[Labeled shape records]
────

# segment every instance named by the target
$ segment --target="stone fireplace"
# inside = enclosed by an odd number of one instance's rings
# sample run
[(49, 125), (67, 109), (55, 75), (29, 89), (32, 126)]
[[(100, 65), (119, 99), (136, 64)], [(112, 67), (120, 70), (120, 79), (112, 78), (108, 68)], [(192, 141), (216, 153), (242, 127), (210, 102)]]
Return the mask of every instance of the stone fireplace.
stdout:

────

**Given task**
Rewrite the items above, changing every "instance" to "object" and leaving everything else as it is.

**Worked answer**
# segment every object named by the target
$ segment --target="stone fireplace"
# inside = enclosed by an odd number of one object's rings
# sample run
[(49, 125), (67, 109), (55, 75), (29, 89), (32, 126)]
[[(100, 65), (119, 99), (136, 64)], [(112, 67), (120, 70), (120, 79), (112, 78), (108, 68)], [(192, 141), (216, 153), (242, 127), (210, 102)]]
Return the mask of every object of the stone fireplace.
stdout:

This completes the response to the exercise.